Exercise description: Render each line of the listing below as a Markdown table with the columns Row and Listing line, numbering the rows and omitting any blank lines.

Dataset rows:
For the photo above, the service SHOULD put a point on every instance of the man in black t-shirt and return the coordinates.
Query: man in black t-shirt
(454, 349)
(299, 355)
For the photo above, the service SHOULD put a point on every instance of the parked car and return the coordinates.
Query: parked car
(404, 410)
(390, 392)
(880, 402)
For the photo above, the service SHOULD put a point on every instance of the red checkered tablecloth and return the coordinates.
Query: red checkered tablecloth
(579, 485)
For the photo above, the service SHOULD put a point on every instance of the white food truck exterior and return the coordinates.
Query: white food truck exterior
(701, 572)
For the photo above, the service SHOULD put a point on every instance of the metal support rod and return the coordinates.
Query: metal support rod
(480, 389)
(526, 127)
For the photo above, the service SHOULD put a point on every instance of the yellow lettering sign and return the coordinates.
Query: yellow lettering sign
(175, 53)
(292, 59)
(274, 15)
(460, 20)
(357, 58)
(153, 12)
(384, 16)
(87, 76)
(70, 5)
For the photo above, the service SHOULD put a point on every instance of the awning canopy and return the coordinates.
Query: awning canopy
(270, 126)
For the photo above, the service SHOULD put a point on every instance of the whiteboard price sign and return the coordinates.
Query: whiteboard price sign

Solution:
| Row | Listing line |
|---|---|
| 1 | For the photo above, the service SHOULD put a point on every instance of the man in black t-shirt and return the coordinates. |
| 2 | Query: man in black t-shirt |
| 3 | (454, 349) |
| 4 | (299, 355) |
| 5 | For the photo above, the service SHOULD put a point on every instance of the parked car and return the coordinates. |
| 6 | Query: parked car |
| 7 | (404, 410) |
| 8 | (390, 392) |
| 9 | (880, 402) |
| 10 | For the photo above, the service SHOULD put a point on every instance of the red checkered tablecloth and return the coordinates. |
| 11 | Query: red checkered tablecloth |
| 12 | (579, 485) |
| 13 | For the photo above, the service SHOULD put a point on every instance of the white food truck exterior and return the coordinates. |
| 14 | Query: white food truck exterior |
| 15 | (701, 572) |
| 16 | For the photo above, the service SHOULD put a point on every instance of the metal support rod and return the coordinates. |
| 17 | Query: metal support rod |
| 18 | (480, 389) |
| 19 | (526, 127) |
| 20 | For the photo above, the service SHOULD put a point on every instance of the yellow lettering sign and return the coordinates. |
| 21 | Query: yellow lettering sign |
| 22 | (175, 53) |
| 23 | (292, 59) |
| 24 | (274, 15) |
| 25 | (460, 20) |
| 26 | (357, 58) |
| 27 | (153, 12) |
| 28 | (384, 16) |
| 29 | (87, 76) |
| 30 | (70, 5) |
| 31 | For the photo above, the service SHOULD put a point on every instance of the awning canopy and return the coordinates. |
| 32 | Query: awning canopy |
| 33 | (270, 126) |
| 34 | For the photo above, the service SHOULD put a point on every instance of the whiteboard price sign and return the coordinates. |
| 35 | Query: whiteboard price sign |